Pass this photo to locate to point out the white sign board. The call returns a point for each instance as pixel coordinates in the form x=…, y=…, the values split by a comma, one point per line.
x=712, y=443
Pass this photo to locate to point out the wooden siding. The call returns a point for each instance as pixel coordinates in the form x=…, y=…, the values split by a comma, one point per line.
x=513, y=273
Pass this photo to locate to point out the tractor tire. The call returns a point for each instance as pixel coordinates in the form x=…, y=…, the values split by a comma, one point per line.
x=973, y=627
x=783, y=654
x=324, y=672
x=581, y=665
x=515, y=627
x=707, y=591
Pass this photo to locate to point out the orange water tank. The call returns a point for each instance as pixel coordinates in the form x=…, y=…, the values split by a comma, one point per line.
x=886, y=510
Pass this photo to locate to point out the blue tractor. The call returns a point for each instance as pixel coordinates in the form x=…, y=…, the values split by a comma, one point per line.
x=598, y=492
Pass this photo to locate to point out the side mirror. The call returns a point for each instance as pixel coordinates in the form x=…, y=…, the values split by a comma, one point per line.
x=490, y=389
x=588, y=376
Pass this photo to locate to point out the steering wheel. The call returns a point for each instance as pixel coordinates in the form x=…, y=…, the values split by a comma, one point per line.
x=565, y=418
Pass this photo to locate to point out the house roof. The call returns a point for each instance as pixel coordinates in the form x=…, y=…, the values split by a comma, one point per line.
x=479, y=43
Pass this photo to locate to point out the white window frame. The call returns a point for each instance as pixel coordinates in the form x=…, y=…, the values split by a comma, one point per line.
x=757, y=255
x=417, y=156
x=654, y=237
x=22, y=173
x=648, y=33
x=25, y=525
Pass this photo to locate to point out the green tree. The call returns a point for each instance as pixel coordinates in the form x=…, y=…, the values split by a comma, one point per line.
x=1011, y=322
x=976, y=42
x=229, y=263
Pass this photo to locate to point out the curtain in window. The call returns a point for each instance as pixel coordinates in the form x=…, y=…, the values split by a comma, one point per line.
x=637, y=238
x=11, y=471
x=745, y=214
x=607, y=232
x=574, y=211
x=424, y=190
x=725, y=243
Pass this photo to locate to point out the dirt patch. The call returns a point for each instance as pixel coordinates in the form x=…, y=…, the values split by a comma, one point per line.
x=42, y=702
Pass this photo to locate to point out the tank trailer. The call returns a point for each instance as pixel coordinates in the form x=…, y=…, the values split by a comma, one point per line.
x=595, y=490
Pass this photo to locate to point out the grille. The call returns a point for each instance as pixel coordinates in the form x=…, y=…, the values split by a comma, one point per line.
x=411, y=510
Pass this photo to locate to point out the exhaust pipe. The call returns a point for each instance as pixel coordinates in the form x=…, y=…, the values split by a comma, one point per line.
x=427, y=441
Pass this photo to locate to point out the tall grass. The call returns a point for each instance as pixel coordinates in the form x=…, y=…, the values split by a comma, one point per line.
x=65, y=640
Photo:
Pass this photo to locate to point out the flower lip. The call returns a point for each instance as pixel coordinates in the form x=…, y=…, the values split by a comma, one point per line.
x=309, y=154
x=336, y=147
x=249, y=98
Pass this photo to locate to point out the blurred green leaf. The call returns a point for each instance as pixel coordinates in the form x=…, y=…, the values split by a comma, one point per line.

Work task => Above are the entries; return each one exactly.

Solution =>
Pass this photo to locate to point out the white sign board. The call returns a point for each instance as pixel coordinates in the form x=…, y=…, the values split by a comma, one point per line.
x=712, y=443
Pass this photo to locate to point out the wooden siding. The call returns a point for each instance as pixel coordinates in the form x=…, y=…, the values split by a comma, one point per line.
x=513, y=273
Pass this photo to locate to point out the tractor tire. The call returns a point for each instance as pixel coordinates in the form x=…, y=…, the values split by a comma, one point per line.
x=973, y=627
x=783, y=654
x=324, y=672
x=581, y=665
x=515, y=627
x=707, y=591
Pass this photo to locate to point out the orange water tank. The call returns a point for each instance as pixel coordinates in the form x=…, y=…, the values split by a comma, one point per line.
x=886, y=510
Pass this photo to locate to point out the blue tractor. The call returns a point for each instance as pixel coordinates in the form x=…, y=…, the values split by a comma, one point per line.
x=598, y=492
Pass this photo to locate to point out the side mirror. The call returns a point for each instance as pixel coordinates in the form x=…, y=…, the values split by a comma, one point per line.
x=490, y=389
x=588, y=376
Pass this photo to locate to point out the steering wheel. The call returns a point for each instance as pixel coordinates in the form x=…, y=…, the values split by a comma, one point per line.
x=565, y=418
Pass this photo to locate to point out the house roof. The call returns a point for each instance as pixel coordinates in the form x=…, y=…, the values split by a comma, one point per line.
x=479, y=43
Pass this photo to locate to point out the white window frame. The call returns a point for each instance as pixel coordinates in the form x=…, y=…, the values split by a comma, one point per line.
x=757, y=255
x=417, y=156
x=654, y=237
x=22, y=173
x=648, y=33
x=25, y=525
Pass this photo to locate to point out the green tree. The call returns a point for each instance as pixel coordinates in the form x=…, y=…, the values split by a comma, one point per line.
x=1011, y=322
x=976, y=42
x=229, y=263
Pass this photo to locate to point out the curtain in window. The call returns a point for each instance as pixel coordinates in the form x=…, y=…, the values split by a comma, one point per line.
x=637, y=238
x=11, y=471
x=745, y=214
x=607, y=232
x=574, y=211
x=424, y=190
x=725, y=243
Pass this photo to locate to point out the dirt patch. The call returns a point for each instance as pixel coordinates in the form x=…, y=…, the values split by a comma, one point per line.
x=42, y=702
Pass this photo to locate to point out the tank trailer. The call returns a point for each instance as pixel coordinates in the form x=…, y=…, the values split by a comma, one point per line.
x=595, y=490
Pass this photo to locate to point out the grille. The call returns a point for each instance as pixel coordinates in the form x=…, y=…, the values split by a comma, one point per line.
x=411, y=510
Pass this photo to locate to point out the exhaust pipe. The call returns a point for each instance as pixel coordinates in the form x=…, y=…, the values split by a comma, one point per line.
x=427, y=441
Pass this photo to locate to point out the tall grass. The call returns a point for each instance as pixel coordinates in the form x=…, y=…, the values split by a comma, one point per line.
x=65, y=640
Photo:
Pass this photo to locate to point out the flower lip. The call returns a point for each instance as pixel coordinates in the form x=…, y=…, the values split by a comma, one point per line.
x=309, y=154
x=336, y=147
x=249, y=98
Pass this photo to locate to point out the blurred green leaf. The call returns a point for each instance as pixel coordinates in the form x=…, y=…, the values split by a comma, one point per line.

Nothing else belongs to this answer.